READING PASSAGE:
# Watch box recommendations



## Yukoner1 (Aug 26, 2019)

I know, I know, ANOTHER thread about watch boxes :rodekaart

I do need some help from the fellow WIS community though ! ;-) I have gone through 3 boxes thus far (this will be my fourth), and I'm getting tired of always running out of space with my new acquisitions. I originally started with a 6 watch box, then upgraded to a 10 watch box, then a 12 watch box, this being my current one: https://www.amazon.com/gp/product/B07587SCWS/
Honestly, I absolutely love this box. It's everything I want in a box - sleek, high quality, and accents my home decor / furniture very well. Unfortunately, they don't make it in a size any larger than 12 watches......

I'm not interested in having multiple boxes, so it's time to get serious about this once and for all. I want something in the 24+ watches category. MINIMUM is 24 watches, ideally 36 or more, to be honest. I want a "forever" box that I'm not going to have to worry about running out of space in again. Here's my wish list:

- Glass top
- Single level
- Black, dark brown, carbon fiber, something that is dark in colour (to match the rest of my decor)
- High quality (I'm not interested in some $50.00 eBay special)
- Sleek in design (not wanting a barn-style box or anything like that, again, needs to match existing decor)

I've done my fair share of searching and I'm not coming up with much. The 24 watch cases, single level, are basically found on Amazon and they're the $50.00 crap. I _WOULD_ be open to a dual level, or triple level, box, if the box ticked off all the other items in the wish list. I prefer single level though as I love to look at my watches through the glass top, and seeing them ALL vs just a subset of them would be ideal.

I'm not opposed to spending money on this. I mean, I don't think I'm interested in a box that cost $2K, but I'm definitely open to something custom made. I'm interested in high quality, high finishings, lots of space and something that I won't be replacing in 6 months again because I was an idiot and didn't buy something big enough (again). FWIW, it also need to be able to ship to me, and I'm in Canada.

Any help is appreciated !


----------



## djolemag (Nov 23, 2016)

Absolutely understand your reasons... I have idea in my mind, for at least last two years, thinking to make wall mount, wooden type, glass door, 36 compartment box...
I have resources for DIY but not enough time... So skilled carpenter would be a right choice... 

Sent from my ELE-L29 using Tapatalk


----------



## ZisguyZaphod (Feb 20, 2019)

You can always go bigger.

18 20 24 30 40 60 Watch Black Laquer Burgendy Burlwood Rosewood Oak Case Box


----------



## Nokie (Jul 4, 2011)

Might check out the offerings from Wolf.

Acetimer.com might be another resource to look at as well.

Good luck.


----------



## Yukoner1 (Aug 26, 2019)

Thanks for the thoughts. I did check out Acetimer but their shipping calculator doesn't work for my location and I've tried to contact them without any luck. I did try again, so let's see if they get back to me. The only concern I've got with them is their pricing..... <$100.00 for a 36 watch box is really cheap.... And honestly, I'm looking for something a bit higher quality than I imagine I'm going to get for that price......

(Data extracted from a collection)

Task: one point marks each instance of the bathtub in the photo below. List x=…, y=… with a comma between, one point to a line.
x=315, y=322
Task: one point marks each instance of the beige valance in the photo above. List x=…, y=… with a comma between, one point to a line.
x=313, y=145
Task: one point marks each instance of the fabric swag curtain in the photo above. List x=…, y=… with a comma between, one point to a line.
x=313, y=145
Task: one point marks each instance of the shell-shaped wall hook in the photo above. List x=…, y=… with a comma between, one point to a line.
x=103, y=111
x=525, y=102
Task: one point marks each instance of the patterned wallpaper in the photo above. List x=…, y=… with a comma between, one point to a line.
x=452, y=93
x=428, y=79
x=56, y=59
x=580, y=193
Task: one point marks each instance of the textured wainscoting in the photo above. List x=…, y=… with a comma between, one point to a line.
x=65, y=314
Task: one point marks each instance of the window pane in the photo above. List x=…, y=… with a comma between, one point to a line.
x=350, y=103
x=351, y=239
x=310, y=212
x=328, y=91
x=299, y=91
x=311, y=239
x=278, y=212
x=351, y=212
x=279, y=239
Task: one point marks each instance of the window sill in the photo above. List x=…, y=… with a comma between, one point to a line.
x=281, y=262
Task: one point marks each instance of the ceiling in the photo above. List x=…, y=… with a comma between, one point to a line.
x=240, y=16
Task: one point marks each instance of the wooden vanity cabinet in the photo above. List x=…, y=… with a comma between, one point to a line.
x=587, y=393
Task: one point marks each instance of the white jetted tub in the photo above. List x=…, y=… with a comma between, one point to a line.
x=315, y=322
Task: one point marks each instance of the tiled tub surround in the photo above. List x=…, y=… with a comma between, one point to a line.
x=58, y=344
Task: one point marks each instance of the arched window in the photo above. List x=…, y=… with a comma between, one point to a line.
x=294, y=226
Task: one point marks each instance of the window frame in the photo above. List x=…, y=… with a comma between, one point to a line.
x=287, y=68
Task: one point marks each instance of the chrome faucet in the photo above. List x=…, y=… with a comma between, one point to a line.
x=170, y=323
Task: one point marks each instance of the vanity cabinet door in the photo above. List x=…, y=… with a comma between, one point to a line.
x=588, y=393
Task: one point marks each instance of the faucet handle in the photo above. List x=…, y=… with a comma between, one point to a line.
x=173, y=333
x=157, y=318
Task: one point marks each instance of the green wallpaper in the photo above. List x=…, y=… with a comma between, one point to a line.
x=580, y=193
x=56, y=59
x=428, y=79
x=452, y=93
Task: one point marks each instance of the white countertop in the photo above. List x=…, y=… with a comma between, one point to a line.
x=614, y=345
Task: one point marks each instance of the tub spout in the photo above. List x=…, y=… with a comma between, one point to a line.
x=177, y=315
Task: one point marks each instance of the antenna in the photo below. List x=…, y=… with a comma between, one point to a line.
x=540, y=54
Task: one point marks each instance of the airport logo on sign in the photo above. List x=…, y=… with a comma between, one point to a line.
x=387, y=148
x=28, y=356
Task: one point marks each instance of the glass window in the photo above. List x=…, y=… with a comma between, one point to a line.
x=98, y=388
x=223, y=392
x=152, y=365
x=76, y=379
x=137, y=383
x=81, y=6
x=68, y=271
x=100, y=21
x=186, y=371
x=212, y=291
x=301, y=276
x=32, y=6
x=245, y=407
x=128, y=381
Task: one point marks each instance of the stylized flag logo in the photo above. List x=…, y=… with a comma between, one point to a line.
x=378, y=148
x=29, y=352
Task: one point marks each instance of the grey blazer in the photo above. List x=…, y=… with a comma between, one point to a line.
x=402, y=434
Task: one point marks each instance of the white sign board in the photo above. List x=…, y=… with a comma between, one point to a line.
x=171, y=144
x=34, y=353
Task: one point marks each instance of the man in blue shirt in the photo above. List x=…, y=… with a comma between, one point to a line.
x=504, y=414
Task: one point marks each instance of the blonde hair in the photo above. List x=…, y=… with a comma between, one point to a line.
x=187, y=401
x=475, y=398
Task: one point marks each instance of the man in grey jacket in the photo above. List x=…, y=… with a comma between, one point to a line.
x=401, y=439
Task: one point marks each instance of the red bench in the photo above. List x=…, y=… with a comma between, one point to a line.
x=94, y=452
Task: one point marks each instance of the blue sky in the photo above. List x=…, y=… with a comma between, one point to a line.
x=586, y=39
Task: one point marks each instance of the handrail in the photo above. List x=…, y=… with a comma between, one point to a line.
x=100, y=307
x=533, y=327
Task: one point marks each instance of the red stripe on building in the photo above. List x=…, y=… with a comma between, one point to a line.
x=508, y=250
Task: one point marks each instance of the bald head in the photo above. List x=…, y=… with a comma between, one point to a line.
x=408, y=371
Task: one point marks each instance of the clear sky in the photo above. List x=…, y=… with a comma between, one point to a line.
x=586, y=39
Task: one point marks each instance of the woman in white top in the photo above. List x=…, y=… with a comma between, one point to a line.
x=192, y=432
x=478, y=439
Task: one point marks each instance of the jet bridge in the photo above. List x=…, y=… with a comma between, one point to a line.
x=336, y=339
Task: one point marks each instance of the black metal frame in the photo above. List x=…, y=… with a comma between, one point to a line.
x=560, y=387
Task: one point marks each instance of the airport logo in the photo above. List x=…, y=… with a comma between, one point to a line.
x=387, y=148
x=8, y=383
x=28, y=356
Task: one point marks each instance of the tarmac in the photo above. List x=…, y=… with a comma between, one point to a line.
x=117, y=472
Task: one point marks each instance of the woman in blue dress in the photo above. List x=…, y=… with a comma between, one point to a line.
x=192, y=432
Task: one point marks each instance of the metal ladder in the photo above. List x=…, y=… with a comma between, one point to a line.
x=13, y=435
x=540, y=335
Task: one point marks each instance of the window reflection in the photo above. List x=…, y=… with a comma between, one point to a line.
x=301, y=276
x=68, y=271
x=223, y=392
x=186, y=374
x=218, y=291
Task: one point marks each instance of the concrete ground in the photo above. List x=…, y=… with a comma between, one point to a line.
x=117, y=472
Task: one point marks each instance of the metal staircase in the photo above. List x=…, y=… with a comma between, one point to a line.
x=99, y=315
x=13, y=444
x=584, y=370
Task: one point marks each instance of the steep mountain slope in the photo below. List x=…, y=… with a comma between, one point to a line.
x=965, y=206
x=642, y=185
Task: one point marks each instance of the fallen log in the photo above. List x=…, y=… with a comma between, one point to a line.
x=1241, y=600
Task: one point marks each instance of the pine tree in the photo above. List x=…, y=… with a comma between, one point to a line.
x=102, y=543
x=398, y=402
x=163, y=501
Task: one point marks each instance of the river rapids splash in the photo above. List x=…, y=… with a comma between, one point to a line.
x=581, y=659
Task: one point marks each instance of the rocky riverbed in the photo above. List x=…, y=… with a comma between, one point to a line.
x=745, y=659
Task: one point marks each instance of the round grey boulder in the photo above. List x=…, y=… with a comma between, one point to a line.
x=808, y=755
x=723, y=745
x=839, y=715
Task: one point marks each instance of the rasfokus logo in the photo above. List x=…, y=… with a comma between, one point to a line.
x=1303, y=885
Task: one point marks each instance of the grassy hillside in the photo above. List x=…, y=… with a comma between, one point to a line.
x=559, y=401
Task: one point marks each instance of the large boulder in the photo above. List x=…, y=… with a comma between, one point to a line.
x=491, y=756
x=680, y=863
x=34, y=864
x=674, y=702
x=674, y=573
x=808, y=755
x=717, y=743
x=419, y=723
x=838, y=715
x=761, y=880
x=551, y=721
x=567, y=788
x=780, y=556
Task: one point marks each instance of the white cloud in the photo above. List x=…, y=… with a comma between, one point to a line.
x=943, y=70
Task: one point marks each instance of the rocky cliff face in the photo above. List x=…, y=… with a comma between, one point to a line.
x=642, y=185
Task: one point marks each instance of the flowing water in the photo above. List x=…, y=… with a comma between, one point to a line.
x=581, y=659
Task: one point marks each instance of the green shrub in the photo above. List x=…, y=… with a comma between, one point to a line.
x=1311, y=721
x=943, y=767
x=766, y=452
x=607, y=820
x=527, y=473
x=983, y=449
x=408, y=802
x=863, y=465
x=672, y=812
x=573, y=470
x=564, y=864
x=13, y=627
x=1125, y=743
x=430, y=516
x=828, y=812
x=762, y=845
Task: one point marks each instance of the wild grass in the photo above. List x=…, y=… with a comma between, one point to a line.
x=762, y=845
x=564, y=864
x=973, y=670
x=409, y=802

WRITTEN REQUEST 1:
In the watch box thread, write out the passage from "I've done my" up to and including "would be ideal.".
WRITTEN REQUEST 2:
Based on the watch box thread, decide whether each statement agrees with it. For each, answer yes or no and quote the deciding words.
(a) The original poster's current box holds 12 watches.
(b) The original poster would accept only a single-level box.
(c) Acetimer's shipping calculator works for the original poster's location.

EXPECTED OUTPUT 1:
I've done my fair share of searching and I'm not coming up with much. The 24 watch cases, single level, are basically found on Amazon and they're the $50.00 crap. I _WOULD_ be open to a dual level, or triple level, box, if the box ticked off all the other items in the wish list. I prefer single level though as I love to look at my watches through the glass top, and seeing them ALL vs just a subset of them would be ideal.

EXPECTED OUTPUT 2:
(a) Yes: "then a 12 watch box, this being my current one"
(b) No: "open to a dual level, or triple level, box"
(c) No: "their shipping calculator doesn't work for my location"